## Given problem A
Please report each line of the listing that contains the string "skin", matching case exactly.

## Text provided
━━━━━━━━━━

Edited on Wed May-21-08 01:35 PM by Leopolds Ghost
Congregationalists used to be the puritan church. Then the puritan
church essentially converted to Deism (unitarianism) and went from hard
core theocracy to liberal Dutch-style open-minded business Protestantism
in the course of only two generations.

Meanwhile the Great Awakening happened and sent lower-class
Congregationalists (who were being pushed out by downward mobility in
the gentrifying, immigrant-packed New England) out into the sticks of
Upstate New York and eventually Ohio and Indiana and the future
Lincoln states in general.

The first and second Great Awakening could be construed by some as
progressive movements...

...Except around the same time, Baptists and Methodists involved in the
process got tied up on the issue of RACE and divided into Northern and
Southern branches.

━━━━━━━━━━

## Given problem B
Name every place the passage on Congregationalists mentions by a proper geographic name.

━━━━━━━━━━

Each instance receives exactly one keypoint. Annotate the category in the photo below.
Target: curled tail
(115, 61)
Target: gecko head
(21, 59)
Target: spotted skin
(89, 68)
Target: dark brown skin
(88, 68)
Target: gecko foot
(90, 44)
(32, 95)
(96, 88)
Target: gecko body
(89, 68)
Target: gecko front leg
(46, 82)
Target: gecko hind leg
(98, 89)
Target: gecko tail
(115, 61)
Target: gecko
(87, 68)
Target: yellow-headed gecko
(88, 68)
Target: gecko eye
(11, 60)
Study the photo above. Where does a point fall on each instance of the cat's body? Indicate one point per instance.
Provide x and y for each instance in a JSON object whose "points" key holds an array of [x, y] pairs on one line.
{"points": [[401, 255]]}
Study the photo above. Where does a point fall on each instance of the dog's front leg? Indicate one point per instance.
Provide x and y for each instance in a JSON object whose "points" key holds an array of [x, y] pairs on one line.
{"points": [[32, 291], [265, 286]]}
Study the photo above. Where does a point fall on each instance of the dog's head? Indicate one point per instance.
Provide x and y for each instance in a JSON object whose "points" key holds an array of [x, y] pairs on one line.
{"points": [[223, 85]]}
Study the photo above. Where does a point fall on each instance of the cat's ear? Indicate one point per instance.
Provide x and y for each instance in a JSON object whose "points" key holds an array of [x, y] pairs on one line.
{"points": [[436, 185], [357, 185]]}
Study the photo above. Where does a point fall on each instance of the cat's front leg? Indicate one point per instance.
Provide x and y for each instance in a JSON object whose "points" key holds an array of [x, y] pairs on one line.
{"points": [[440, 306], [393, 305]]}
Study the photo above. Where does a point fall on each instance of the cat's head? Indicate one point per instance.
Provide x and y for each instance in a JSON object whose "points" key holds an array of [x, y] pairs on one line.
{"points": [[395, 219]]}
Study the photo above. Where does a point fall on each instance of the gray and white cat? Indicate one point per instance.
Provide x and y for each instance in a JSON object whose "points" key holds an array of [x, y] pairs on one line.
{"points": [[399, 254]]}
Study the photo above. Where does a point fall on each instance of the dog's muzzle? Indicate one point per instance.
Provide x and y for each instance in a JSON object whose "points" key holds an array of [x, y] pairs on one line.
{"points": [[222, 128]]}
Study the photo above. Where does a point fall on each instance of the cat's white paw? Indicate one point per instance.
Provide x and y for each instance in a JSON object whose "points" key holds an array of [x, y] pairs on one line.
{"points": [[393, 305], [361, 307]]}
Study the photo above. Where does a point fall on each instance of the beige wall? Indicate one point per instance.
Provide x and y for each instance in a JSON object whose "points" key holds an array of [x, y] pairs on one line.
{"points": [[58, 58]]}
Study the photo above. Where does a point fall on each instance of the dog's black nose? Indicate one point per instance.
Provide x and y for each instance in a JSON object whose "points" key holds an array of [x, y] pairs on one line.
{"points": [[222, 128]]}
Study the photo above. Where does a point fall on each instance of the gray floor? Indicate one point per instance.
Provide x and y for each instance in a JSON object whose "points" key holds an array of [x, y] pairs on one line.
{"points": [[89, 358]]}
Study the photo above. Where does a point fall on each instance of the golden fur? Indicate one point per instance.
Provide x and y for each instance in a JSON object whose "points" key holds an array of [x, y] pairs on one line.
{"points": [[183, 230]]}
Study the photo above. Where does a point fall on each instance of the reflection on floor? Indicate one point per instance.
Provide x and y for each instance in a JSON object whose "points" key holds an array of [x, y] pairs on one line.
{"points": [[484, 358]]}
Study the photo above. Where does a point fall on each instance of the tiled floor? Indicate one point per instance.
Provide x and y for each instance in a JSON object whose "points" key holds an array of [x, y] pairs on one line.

━━━━━━━━━━

## Task output A
Target: spotted skin
Target: dark brown skin

## Task output B
New England, Upstate New York, Ohio, Indiana